--- Text excerpt ---
Segment Open
Cholesterol Risk Calculator Debacle

From the NYT:

Last week, the nation’s leading heart organizations released a sweeping new set of guidelines for lowering cholesterol, along with an online calculator meant to help doctors assess risks and treatment options. But, in a major embarrassment to the health groups, the calculator appears to greatly overestimate risk, so much so that it could mistakenly suggest that millions more people are candidates for statin drugs.

The apparent problem prompted one leading cardiologist, a past president of the American College of Cardiology, to call on Sunday for a halt to the implementation of the new guidelines.

“It’s stunning,” said the cardiologist, Dr. Steven Nissen, chief of cardiovascular medicine at the Cleveland Clinic. “We need a pause to further evaluate this approach before it is implemented on a widespread basis.”

To fill you in, last week new guidelines were released to advise people when to be on cholesterol lowering medications. To be honest, I decided not to write on them until I understood them further. I’m a pediatrician, and I don’t prescribe these things every day. I’m glad I refrained, because – according to this piece – the calculator is massively flawed:

This week, after they saw the guidelines and the calculator, Dr. Ridker and Dr. Cook evaluated it using three large studies that involved thousands of people and continued for at least a decade. They knew the subjects’ characteristics at the start — their ages, whether they smoked, their cholesterol levels, their blood pressures. Then they asked how many had heart attacks or strokes in the next 10 years and how many would the risk calculator predict.
Segment Closed
--- Provided records ---
Segment Open
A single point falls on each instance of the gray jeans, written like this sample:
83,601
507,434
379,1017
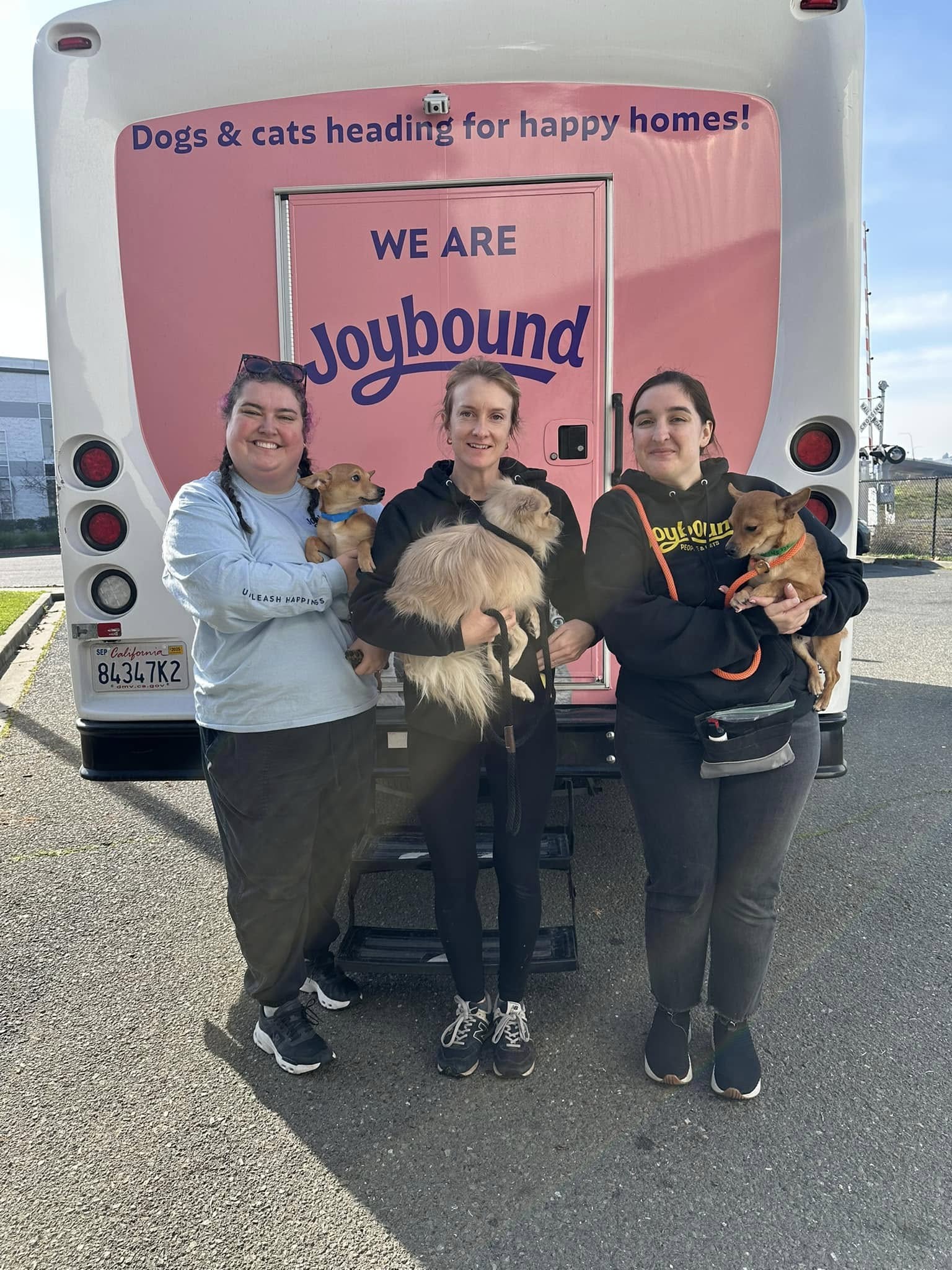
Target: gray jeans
714,853
291,807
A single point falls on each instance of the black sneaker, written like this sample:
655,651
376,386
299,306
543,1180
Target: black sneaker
736,1071
514,1054
461,1043
289,1038
667,1055
330,986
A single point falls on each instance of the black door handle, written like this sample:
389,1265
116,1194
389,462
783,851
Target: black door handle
619,414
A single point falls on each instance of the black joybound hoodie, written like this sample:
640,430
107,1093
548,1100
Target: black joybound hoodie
437,500
667,649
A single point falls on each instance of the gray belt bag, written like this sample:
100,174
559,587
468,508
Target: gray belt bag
746,739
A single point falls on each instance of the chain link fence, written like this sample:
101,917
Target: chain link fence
908,517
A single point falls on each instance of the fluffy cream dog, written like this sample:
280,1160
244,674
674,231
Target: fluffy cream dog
457,568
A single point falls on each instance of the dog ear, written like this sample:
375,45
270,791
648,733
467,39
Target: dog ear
792,504
527,505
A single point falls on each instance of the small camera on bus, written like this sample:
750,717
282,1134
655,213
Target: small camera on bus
436,103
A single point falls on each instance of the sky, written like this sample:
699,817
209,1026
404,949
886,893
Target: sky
907,201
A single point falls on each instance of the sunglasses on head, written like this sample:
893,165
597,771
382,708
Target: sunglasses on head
288,371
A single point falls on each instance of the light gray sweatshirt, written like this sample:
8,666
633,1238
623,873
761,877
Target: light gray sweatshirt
270,646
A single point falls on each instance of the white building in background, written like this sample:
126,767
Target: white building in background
27,468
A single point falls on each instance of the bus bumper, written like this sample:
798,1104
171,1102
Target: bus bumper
169,751
140,751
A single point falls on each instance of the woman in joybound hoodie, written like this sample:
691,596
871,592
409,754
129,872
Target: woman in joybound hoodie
714,849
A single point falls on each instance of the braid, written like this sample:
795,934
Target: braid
225,478
304,469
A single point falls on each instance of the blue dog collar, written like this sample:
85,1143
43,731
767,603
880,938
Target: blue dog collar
338,516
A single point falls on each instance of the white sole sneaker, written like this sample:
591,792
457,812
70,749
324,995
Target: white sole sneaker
735,1095
263,1042
671,1078
311,988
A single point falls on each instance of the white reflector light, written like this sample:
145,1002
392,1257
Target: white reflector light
113,592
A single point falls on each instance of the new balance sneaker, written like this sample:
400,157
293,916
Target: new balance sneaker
330,986
736,1071
461,1043
291,1039
667,1055
513,1052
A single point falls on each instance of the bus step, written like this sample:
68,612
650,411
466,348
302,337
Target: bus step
407,849
382,949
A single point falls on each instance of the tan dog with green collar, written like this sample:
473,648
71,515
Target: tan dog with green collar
763,525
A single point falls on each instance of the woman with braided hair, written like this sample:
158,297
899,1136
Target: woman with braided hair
286,723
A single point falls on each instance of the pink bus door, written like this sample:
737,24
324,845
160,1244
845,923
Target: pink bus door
387,290
385,293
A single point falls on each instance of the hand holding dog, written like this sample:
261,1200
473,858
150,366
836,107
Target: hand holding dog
568,643
372,659
788,614
479,628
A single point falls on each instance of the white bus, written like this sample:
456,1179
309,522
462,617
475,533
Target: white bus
377,191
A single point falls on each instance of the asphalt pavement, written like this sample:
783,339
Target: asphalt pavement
29,572
145,1129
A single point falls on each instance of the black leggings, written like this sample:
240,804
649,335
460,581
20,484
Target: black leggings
444,778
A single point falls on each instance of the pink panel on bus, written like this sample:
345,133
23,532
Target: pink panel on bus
391,288
695,283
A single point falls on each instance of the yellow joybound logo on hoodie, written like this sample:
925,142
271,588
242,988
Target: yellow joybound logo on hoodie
691,538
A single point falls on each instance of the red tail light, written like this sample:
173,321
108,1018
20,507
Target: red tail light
103,527
815,447
95,464
823,510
Segment Closed
--- Work order ---
Continue the post on the cholesterol risk calculator from the point where it stops. The items have nothing to do with the post on the cholesterol risk calculator.

--- Task output ---
The answer was that the calculator overpredicted risk by 75 to 150 percent, depending on the population. A man whose risk was 4 percent, for example, might show up as having an 8 percent risk. With a 4 percent risk, he would not warrant treatment — the guidelines that say treatment is advised for those with at least a 7.5 percent risk and that treatment can be considered for those whose risk is 5 percent.

Go read the whole piece. The defense offered so far by those with authority here is incredibly weak. This kind of stuff will kill the credibility of guidelines. If these mistakes are real, they must be corrected. Get this:

Dr. Nissen entered the figures for a 60-year-old African-American man with no risk factors — total cholesterol of 150, HDL (the good cholesterol) of 45, systolic blood pressure of 125 — who was not a diabetic or a smoker. He ended up with a 10-year risk of 7.5 percent, meaning he should be taking cholesterol-lowering statins despite being in a seemingly low-risk group.

Dr. Nissen also calculated the figures for a healthy white man, age 60, and also got a risk factor of 7.5 percent.

“Something is terribly wrong,” Dr. Nissen said. Using the calculator’s results, he said, “your average healthy Joe gets treated, virtually every African-American man over 65 gets treated.”

And people wonder if we do too much in the US, when it comes to health care.